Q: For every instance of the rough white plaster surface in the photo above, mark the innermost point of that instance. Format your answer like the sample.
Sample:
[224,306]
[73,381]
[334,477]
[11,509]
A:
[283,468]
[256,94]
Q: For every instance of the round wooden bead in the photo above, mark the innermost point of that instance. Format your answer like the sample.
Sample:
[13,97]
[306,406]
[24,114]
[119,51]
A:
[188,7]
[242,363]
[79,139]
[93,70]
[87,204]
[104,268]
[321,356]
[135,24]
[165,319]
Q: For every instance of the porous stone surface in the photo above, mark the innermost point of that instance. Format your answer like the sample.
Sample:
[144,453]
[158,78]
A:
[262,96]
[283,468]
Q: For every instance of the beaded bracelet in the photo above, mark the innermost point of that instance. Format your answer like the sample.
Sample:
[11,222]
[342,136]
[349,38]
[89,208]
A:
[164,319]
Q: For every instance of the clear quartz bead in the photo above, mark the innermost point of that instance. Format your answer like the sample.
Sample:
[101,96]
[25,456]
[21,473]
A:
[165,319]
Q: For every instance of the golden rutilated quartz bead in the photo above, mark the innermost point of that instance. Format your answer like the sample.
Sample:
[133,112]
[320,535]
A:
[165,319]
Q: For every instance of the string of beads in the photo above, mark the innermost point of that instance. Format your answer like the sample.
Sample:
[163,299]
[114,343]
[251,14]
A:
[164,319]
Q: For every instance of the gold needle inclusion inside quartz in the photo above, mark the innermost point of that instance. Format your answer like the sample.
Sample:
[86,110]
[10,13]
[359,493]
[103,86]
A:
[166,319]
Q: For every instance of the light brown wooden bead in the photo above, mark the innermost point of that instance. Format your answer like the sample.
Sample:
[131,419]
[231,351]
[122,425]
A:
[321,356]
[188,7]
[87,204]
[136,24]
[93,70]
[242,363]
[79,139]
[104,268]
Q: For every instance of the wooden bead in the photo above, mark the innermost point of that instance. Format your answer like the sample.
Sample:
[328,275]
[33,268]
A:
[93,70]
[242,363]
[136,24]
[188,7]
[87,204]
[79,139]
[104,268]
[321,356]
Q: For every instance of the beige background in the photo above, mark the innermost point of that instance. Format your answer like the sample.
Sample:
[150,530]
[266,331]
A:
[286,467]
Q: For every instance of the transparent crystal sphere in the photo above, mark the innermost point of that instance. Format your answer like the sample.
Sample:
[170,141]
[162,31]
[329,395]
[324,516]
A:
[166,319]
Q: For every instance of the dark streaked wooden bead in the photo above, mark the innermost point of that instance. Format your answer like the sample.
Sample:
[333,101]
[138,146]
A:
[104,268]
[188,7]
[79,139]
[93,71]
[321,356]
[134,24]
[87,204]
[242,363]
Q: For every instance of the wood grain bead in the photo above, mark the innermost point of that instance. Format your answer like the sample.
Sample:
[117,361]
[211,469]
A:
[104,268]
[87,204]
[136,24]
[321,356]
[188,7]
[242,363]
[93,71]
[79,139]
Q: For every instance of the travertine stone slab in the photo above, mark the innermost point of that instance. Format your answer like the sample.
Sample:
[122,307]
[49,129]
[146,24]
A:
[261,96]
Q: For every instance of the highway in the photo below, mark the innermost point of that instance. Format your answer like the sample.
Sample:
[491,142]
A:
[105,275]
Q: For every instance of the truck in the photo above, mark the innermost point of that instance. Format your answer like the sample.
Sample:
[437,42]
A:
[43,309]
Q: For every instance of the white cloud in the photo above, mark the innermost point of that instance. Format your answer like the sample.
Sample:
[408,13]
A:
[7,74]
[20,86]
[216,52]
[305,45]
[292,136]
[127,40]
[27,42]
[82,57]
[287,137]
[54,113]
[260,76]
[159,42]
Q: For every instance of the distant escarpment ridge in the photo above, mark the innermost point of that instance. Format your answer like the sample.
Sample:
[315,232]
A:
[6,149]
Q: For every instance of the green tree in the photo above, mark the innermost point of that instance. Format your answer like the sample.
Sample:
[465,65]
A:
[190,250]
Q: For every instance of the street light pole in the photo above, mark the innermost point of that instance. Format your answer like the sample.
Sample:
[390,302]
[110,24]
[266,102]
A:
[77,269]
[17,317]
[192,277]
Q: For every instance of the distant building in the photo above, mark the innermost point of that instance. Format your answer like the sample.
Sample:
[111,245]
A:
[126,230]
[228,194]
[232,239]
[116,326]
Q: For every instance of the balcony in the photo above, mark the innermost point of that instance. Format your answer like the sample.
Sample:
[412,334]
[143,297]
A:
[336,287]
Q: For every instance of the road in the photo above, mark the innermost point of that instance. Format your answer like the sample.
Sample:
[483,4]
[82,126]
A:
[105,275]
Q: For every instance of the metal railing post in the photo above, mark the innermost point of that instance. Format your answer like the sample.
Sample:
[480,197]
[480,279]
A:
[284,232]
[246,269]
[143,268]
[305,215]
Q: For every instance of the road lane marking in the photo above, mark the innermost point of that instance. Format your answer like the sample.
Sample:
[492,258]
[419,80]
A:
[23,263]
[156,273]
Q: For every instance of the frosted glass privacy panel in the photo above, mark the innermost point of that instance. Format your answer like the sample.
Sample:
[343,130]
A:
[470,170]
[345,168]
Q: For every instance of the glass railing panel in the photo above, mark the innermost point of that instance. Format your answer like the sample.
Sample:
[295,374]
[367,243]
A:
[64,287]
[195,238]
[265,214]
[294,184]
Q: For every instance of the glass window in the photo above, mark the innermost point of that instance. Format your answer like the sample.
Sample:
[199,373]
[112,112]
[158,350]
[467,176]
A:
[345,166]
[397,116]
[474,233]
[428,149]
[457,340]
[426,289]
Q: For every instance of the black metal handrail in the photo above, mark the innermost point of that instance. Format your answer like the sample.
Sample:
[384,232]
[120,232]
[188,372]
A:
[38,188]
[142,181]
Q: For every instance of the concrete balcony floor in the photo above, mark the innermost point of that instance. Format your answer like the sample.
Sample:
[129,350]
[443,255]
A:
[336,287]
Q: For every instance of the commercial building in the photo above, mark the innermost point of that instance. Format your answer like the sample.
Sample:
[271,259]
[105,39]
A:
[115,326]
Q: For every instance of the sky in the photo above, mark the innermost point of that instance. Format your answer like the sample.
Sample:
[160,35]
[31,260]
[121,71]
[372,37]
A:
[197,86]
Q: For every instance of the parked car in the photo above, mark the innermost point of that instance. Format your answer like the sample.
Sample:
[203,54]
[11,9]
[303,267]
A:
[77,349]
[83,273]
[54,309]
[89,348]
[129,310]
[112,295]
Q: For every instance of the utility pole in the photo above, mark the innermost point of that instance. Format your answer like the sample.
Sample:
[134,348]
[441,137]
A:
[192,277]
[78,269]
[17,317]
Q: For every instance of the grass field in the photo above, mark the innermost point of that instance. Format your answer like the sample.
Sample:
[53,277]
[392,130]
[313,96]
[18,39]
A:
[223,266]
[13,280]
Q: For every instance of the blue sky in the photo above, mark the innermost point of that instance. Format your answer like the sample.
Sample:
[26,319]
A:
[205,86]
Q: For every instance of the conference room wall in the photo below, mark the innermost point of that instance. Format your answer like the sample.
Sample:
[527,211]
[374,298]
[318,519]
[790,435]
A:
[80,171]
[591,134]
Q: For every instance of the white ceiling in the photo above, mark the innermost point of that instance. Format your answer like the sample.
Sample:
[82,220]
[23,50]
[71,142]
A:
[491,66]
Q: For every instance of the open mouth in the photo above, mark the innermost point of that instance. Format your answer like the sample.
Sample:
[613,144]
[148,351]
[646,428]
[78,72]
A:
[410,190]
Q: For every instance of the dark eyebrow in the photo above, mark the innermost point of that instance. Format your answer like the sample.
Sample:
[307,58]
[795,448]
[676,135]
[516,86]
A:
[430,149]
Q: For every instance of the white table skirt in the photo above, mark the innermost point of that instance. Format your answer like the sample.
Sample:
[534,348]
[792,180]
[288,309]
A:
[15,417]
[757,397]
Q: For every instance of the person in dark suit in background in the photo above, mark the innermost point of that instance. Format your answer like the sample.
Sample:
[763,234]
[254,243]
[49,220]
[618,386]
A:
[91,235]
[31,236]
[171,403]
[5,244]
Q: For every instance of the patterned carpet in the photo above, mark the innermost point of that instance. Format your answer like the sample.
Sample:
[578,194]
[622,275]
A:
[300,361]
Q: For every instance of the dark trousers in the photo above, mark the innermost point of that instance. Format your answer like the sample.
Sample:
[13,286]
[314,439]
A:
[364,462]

---

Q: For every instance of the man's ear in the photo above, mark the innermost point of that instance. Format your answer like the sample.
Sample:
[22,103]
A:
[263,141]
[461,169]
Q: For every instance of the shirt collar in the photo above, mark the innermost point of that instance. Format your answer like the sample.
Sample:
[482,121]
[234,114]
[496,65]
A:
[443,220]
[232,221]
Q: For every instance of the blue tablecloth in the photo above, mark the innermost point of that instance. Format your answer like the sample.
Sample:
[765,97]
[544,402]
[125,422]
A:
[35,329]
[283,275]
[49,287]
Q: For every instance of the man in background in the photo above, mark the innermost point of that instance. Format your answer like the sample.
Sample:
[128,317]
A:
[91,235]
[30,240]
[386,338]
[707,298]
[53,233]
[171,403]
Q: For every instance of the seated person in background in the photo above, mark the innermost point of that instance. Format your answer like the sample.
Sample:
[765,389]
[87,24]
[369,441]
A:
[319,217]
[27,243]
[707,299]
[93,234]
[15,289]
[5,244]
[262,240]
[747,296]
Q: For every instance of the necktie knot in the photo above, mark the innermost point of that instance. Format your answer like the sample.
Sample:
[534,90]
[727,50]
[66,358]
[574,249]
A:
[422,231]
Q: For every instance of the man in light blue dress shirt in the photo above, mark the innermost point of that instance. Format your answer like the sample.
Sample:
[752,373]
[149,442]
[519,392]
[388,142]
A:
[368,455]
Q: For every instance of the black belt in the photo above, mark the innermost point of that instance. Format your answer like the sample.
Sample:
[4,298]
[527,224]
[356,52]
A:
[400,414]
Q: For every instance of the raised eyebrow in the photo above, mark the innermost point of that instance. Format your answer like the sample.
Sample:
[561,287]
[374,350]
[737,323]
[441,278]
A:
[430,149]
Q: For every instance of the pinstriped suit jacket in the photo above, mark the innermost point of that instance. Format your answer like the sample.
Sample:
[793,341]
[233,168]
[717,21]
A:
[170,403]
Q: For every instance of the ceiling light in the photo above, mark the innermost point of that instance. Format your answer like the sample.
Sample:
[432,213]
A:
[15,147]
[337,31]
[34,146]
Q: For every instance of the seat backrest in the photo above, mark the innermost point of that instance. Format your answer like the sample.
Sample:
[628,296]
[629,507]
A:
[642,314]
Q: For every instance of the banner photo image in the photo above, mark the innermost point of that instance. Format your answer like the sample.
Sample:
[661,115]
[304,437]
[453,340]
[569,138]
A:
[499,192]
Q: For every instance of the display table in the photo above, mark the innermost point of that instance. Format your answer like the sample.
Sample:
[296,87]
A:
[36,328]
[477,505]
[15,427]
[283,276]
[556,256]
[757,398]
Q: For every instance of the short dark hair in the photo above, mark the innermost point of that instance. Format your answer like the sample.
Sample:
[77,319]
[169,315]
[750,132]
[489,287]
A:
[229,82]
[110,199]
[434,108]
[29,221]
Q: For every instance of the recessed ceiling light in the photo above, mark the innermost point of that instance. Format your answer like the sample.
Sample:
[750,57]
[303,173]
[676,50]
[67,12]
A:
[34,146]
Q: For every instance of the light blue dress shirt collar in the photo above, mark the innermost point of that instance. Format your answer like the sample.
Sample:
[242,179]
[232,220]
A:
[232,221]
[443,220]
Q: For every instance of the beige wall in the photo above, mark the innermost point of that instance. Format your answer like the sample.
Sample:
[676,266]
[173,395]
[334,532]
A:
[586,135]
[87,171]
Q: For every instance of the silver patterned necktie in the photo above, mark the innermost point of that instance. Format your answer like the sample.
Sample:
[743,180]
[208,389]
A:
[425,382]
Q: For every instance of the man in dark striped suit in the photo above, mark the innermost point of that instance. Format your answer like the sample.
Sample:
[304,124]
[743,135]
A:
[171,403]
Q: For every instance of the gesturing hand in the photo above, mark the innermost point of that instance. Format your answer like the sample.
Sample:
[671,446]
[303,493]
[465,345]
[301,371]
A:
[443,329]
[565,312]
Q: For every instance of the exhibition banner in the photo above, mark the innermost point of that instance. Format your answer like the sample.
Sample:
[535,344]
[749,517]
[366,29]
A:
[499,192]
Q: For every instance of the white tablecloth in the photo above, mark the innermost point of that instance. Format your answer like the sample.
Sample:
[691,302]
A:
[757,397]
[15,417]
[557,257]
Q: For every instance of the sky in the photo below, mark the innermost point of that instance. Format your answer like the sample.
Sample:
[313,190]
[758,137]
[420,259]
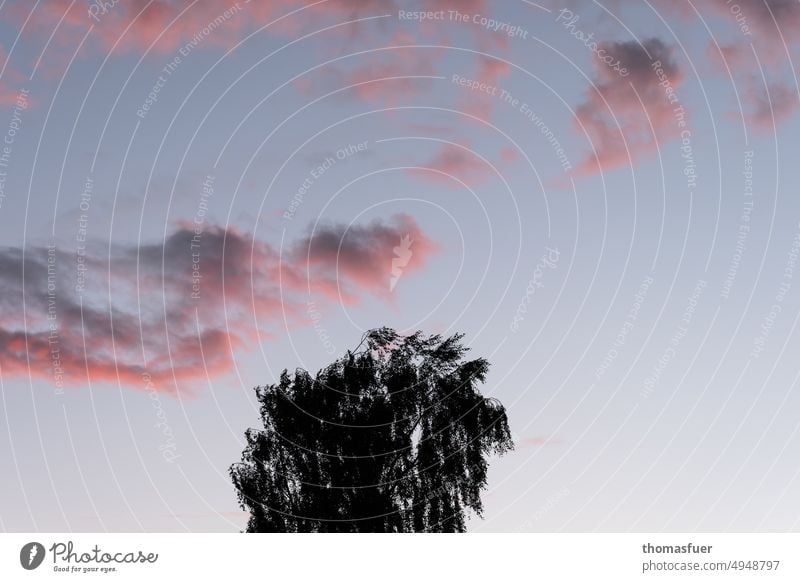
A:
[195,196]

...

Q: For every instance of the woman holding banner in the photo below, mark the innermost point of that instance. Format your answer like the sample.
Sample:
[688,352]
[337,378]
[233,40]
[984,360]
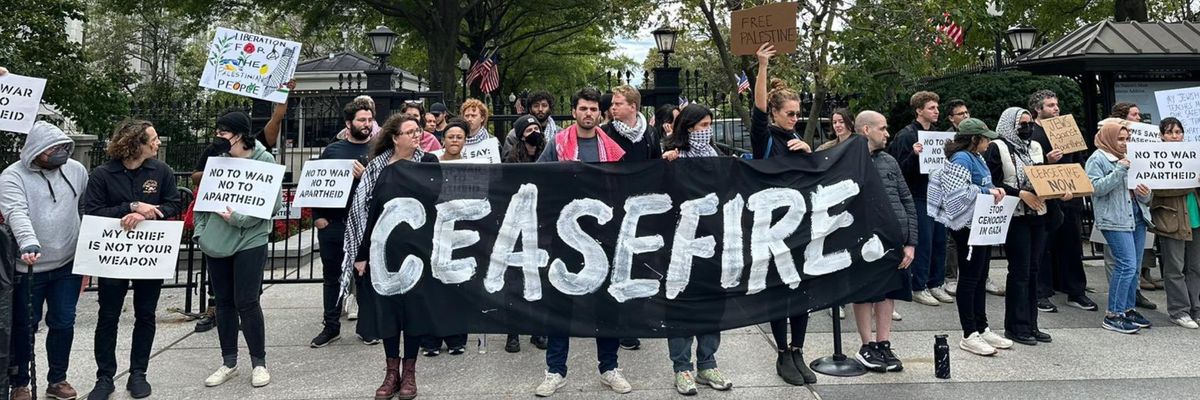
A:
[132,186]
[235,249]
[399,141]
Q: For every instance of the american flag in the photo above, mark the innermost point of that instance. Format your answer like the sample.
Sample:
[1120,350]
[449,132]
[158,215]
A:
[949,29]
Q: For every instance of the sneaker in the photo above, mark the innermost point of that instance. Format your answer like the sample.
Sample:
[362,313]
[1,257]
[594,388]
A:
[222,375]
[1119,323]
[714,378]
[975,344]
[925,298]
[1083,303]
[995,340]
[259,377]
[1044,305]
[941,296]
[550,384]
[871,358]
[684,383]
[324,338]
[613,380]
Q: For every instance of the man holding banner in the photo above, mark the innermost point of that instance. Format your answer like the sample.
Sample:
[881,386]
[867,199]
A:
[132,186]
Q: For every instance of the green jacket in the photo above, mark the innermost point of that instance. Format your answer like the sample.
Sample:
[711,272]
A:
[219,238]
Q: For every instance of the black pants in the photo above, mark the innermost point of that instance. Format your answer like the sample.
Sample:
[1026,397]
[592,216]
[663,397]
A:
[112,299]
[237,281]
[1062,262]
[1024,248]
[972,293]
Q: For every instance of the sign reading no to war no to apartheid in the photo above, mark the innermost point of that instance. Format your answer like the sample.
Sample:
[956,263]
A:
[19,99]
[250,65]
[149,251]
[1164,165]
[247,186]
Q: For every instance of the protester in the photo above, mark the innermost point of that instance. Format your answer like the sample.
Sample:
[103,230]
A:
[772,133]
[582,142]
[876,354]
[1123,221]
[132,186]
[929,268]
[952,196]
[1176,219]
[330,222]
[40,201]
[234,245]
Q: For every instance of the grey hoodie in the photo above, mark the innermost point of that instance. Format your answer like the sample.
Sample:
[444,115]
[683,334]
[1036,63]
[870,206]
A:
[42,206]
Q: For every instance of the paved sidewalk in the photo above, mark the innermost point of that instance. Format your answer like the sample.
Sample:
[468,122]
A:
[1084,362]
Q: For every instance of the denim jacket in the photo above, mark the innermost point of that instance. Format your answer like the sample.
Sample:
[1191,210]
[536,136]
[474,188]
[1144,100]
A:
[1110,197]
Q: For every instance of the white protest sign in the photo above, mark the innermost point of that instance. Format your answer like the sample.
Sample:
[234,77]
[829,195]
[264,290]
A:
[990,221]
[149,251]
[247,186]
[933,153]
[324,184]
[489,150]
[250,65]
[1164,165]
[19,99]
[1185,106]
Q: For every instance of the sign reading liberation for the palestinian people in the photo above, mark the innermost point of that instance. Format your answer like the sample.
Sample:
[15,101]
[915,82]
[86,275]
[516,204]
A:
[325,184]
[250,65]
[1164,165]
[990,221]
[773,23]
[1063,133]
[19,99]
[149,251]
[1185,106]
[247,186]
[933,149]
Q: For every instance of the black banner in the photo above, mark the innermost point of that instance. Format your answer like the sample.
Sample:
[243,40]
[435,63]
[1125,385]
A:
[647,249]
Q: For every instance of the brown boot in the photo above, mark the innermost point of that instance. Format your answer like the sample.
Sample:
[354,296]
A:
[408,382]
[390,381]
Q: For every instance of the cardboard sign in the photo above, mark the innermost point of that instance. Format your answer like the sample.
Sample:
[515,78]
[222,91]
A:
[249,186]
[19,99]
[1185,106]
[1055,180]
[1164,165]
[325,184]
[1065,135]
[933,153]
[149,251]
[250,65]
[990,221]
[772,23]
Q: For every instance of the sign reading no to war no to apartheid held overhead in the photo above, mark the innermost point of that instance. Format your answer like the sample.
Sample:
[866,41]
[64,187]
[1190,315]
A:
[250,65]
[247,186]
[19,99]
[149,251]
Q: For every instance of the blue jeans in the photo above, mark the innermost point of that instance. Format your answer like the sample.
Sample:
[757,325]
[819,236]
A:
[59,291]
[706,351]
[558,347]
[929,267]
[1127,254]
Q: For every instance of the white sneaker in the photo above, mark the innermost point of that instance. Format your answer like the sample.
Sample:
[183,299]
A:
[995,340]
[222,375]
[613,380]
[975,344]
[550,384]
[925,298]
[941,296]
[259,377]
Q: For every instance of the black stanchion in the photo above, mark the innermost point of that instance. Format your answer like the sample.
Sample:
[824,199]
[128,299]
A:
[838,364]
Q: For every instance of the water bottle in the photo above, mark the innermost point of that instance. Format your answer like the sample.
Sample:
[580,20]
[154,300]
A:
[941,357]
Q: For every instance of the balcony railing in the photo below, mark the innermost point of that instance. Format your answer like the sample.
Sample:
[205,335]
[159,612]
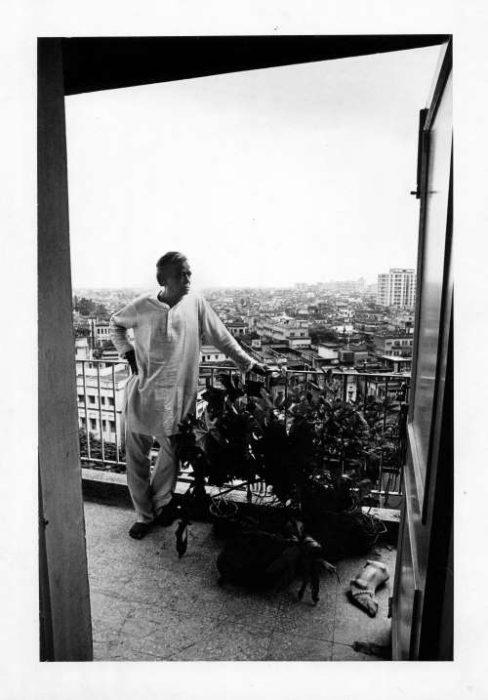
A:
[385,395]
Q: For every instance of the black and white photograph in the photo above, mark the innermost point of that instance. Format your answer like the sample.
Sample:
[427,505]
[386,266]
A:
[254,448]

■ TASK GOAL
Which lines above contain the word "apartheid"? Copy out each of them in full.

■ ANSWER TO THE PROBLEM
Q: For every instance of the sign reading no to war no to apartheid in the photo above, mark the innermost point of that instance. Format your answer like the sample.
Q: For every instance of the sign reading no to war no to apartheid held overhead in the photo above, mark the innermost point of that instance. Format your answer like the sample.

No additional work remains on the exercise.